EXERCISE OBJECTIVE:
Print the listing once more, exactly as it stands.

GIVEN ENTRIES:
>>>

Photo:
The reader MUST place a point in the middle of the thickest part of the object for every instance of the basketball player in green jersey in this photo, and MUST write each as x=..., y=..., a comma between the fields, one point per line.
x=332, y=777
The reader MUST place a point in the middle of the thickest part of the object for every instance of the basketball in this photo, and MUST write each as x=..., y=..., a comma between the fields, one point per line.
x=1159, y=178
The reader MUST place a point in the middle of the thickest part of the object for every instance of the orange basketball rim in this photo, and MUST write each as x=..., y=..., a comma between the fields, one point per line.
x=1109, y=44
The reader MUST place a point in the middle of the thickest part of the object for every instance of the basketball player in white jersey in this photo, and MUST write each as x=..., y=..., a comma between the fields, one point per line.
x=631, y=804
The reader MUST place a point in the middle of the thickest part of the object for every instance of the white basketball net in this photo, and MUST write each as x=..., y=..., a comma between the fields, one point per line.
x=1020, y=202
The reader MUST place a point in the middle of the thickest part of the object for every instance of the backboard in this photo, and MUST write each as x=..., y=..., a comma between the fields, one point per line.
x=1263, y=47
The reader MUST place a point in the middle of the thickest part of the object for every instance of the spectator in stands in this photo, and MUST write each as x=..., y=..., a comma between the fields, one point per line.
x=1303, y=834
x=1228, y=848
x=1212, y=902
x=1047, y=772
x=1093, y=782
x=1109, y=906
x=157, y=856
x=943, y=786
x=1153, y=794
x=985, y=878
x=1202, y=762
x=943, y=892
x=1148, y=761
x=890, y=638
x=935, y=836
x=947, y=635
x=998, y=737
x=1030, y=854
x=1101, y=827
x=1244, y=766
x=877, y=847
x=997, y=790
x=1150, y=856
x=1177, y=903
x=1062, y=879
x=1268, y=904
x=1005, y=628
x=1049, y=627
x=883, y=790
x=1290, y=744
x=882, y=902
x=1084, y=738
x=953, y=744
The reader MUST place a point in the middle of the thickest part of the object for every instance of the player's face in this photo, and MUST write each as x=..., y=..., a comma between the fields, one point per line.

<<<

RESPONSE TO THE TASK:
Photo:
The reader MUST place a point in the middle of the thickest part of the object for every instance of the basketball player in green jersey in this photo, and MUST write each as x=..., y=..., a comma between the fields, one point per line.
x=332, y=777
The reader MUST place a point in the middle of the thickest part of the object for every instance of the basketball in this photo, and MUST write each as x=..., y=..., a comma between the fields, one point per line.
x=1159, y=178
The reader MUST place a point in the middle of the thickest part of the object for every instance of the orange basketball rim in this photo, and MUST write each as x=..., y=..., a comma between the fields, one point per line.
x=1109, y=44
The reader MUST place a point in the middle of the thickest part of the object for every instance of the basketball player in white jersey in this photo, and MUST write each as x=..., y=..., a comma between the fields, one point per line.
x=631, y=804
The reader MUST place a point in the middle of the thickest part of the object for every instance of the white basketball net in this photo, and MUST write each as x=..., y=..., a comma between the fields, one point per line.
x=1020, y=202
The reader MUST place a point in the middle of the thickest part of the object for every instance of the backboard in this photo, and MUST write each as x=..., y=..., a comma between the fields, one point per line.
x=1263, y=47
The reader MUST place a point in the middle of the thickest part of the object for every instance of the spectator in stands in this photo, and MUST write each as x=..., y=..., a comma between the fields, one point per line.
x=1303, y=834
x=1228, y=848
x=1212, y=902
x=1047, y=772
x=1093, y=782
x=1109, y=906
x=157, y=856
x=943, y=786
x=1153, y=794
x=985, y=878
x=1202, y=762
x=943, y=892
x=1148, y=761
x=890, y=638
x=935, y=836
x=947, y=635
x=998, y=737
x=1030, y=854
x=1101, y=827
x=1244, y=766
x=877, y=847
x=997, y=790
x=1150, y=856
x=1177, y=903
x=1062, y=879
x=1268, y=904
x=1005, y=628
x=1049, y=627
x=883, y=790
x=1290, y=744
x=882, y=902
x=1084, y=738
x=953, y=744
The reader MUST place a point in the middle of the thickest part of the object for every instance of the player's face in this photo, and MUST write each as x=..., y=..., a comma between the fields, one point per line.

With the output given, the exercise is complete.